Records excerpted from a collection

BEGIN

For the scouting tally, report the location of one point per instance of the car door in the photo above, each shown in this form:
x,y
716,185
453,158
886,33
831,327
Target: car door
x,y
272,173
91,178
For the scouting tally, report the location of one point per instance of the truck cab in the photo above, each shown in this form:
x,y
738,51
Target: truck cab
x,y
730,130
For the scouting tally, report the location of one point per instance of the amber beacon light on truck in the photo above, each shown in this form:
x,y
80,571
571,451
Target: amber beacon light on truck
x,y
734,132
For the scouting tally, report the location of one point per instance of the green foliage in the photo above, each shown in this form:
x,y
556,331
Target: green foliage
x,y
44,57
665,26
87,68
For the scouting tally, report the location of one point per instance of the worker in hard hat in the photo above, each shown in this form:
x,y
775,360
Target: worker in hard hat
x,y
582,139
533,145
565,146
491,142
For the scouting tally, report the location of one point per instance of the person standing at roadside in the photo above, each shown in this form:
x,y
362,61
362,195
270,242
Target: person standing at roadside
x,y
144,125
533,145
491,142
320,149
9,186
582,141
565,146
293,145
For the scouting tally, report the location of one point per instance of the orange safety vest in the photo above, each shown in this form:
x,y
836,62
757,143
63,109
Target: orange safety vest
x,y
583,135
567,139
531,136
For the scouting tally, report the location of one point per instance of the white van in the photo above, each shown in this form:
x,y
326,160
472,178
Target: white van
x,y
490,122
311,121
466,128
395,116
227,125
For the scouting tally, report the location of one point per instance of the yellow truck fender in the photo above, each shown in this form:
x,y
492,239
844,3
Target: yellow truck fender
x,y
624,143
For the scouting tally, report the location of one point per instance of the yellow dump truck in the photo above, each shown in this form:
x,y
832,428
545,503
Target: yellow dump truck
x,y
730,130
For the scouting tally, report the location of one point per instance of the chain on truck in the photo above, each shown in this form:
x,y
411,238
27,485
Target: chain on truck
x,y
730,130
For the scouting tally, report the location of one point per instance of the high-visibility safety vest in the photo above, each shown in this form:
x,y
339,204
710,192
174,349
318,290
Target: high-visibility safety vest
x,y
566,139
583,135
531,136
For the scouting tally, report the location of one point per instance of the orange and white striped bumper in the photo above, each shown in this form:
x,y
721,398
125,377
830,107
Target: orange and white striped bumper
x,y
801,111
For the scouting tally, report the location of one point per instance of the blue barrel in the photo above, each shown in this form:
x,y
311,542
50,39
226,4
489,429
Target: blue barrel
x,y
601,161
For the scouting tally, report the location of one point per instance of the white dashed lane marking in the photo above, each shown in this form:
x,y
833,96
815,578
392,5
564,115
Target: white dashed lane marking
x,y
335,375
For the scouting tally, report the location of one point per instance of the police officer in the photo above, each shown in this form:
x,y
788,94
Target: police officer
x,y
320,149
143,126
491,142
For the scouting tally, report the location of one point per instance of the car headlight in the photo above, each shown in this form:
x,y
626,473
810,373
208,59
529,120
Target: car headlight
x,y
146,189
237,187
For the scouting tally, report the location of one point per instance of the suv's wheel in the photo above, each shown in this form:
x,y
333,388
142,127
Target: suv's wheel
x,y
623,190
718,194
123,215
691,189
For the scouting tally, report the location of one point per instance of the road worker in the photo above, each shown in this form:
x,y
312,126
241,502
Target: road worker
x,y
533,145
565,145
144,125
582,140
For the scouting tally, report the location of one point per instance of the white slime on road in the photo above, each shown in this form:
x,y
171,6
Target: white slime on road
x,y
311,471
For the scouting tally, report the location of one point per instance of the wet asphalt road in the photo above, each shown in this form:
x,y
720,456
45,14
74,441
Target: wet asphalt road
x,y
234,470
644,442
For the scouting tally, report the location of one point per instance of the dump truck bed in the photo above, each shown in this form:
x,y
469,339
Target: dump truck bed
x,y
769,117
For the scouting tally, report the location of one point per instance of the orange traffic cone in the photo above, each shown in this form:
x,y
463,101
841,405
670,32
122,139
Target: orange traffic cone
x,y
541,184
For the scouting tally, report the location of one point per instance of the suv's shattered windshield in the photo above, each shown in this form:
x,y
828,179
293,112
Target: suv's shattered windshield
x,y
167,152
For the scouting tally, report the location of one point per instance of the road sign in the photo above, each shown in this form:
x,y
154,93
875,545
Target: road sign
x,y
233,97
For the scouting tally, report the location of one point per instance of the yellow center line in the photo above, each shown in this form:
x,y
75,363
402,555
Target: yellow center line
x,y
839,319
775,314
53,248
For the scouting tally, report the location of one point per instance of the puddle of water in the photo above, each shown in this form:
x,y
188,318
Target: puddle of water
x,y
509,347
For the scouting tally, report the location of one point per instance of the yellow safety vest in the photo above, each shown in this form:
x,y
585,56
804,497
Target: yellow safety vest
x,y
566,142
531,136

END

[TRY IT] All of the records above are to be returned exactly as they stand.

[RESULT FOR THIS EXERCISE]
For the scouting tally, report the location of one point per instance of the car door in the photo above, each shown in this form:
x,y
716,185
453,158
886,33
831,327
Target: car door
x,y
272,173
91,178
For the scouting tally, report the location of one point per instance of the truck cab in the photo above, each shown in this form:
x,y
738,51
Target: truck cab
x,y
730,130
For the scouting tally, report the location of one point per instance of the amber beacon light on truck in the photo above, each shown in this form:
x,y
80,571
571,451
Target: amber beacon light on truck
x,y
734,132
For the scouting tally, report the location of one point per instance of the green foliage in the photo above, each shown in this form:
x,y
556,331
Target: green foliage
x,y
44,57
665,26
87,68
For the scouting tally, report the location of one point per instance of the worker in hard hat in the photo above, each shown in this form:
x,y
775,360
Target: worker in hard hat
x,y
582,139
533,145
565,146
491,142
For the scouting tally, report the location of one point per instance of the person standing at roadside in the photo above, each shown in this form:
x,y
362,61
362,195
270,242
Target: person standing at roadside
x,y
144,125
533,145
491,142
320,149
9,186
582,141
565,146
293,145
For the scouting tally, report the location of one point per instance of the orange safety vest in the photo above, each shown in this form:
x,y
836,62
757,143
63,109
Target: orange safety vest
x,y
583,135
567,139
531,136
For the scouting tally, report the location of one point per instance of the white van in the photo above, each shown in this form:
x,y
326,160
472,178
Target: white van
x,y
490,122
311,121
466,128
395,116
227,125
For the scouting tally, report the location of one point per instance of the yellow truck fender in the photo above, each shown in this form:
x,y
492,239
844,3
Target: yellow truck fender
x,y
624,143
For the scouting tally, report the location of one point per instance of the yellow dump truck in the photo above, each shown in this form:
x,y
832,428
545,503
Target: yellow dump truck
x,y
730,130
For the scouting tally, report the location of one point per instance of the chain on truck in the photo above, each shown in this form:
x,y
411,238
27,485
Target: chain on truck
x,y
730,130
For the scouting tally, report the location of one point per instance of the high-visibility safety vest in the photo above, each shown in this form:
x,y
339,204
710,192
174,349
318,290
Target: high-visibility safety vest
x,y
566,139
583,135
531,136
For the scouting tally, report the location of one point per instance of the orange and white striped bumper in the photo above, each shown in this form:
x,y
721,398
125,377
830,107
Target: orange and white striped bumper
x,y
801,111
For the scouting tally, report the location of one point per instance of the blue barrel in the photo above, each shown in this form:
x,y
311,542
50,39
226,4
489,429
Target: blue barrel
x,y
601,161
For the scouting tally, report the location of one point per instance of the white dashed lane marking in the photo above, each shown in this form:
x,y
833,96
815,578
392,5
564,115
Target: white dashed lane marking
x,y
335,375
For the scouting tally, report the location of one point per instance of the police officer in the photo above, each shown in this form:
x,y
788,94
Target: police officer
x,y
320,149
143,126
491,142
For the scouting tally, report the location of one point per instance of the car headlight in the photo above, each shown in this form:
x,y
626,473
810,373
208,59
529,120
Target: car headlight
x,y
146,189
237,187
For the scouting tally, report the location of one point per instance of the suv's wheel in the photo above, each shown in this form:
x,y
333,388
142,127
Target: suv's wheel
x,y
623,190
718,194
123,215
691,189
For the scouting tally, report the location of one point per instance of the road worker in the photo above, each shown in this form:
x,y
312,126
241,502
Target: road worker
x,y
533,145
565,145
144,125
582,140
For the scouting tally, report the location of one point per instance of the white slime on road in the photo above, each shown in this form:
x,y
171,6
Target: white slime on road
x,y
311,471
For the scouting tally, report the location of one point per instance of the wet asphalt road in the photo above, each shown in this form:
x,y
720,456
45,14
74,441
Target: wet asphalt road
x,y
234,470
644,442
For the scouting tally, report the location of one point per instance of the dump truck bed in the photo above, each shown in this form:
x,y
469,339
Target: dump truck bed
x,y
769,117
For the scouting tally, report the location of one point per instance of the orange traffic cone in the photo above, each shown in this form:
x,y
463,101
841,405
670,32
122,139
Target: orange traffic cone
x,y
541,184
For the scouting tally, report the location of one point per instance of the suv's shattered windshield in the photo above, each shown in this form:
x,y
828,179
293,112
Target: suv's shattered windshield
x,y
167,152
For the scouting tally, report the location of one point per instance of the road sign in the photo above, each shown in this form:
x,y
154,93
875,545
Target: road sign
x,y
233,97
For the scouting tally, report the location of one point per instance of the yellow center line in the photo above, each shown in this form:
x,y
75,363
402,555
Target: yellow center line
x,y
839,319
775,314
53,248
For the scouting tally, report the location of one point per instance of the puddle of water in the photo above, each shown in this form:
x,y
188,318
Target: puddle of water
x,y
509,347
For the scouting tally, report the location of one point per instance of the yellow safety vest in the photo above, each shown in this form:
x,y
585,56
804,497
Target: yellow safety vest
x,y
566,142
531,136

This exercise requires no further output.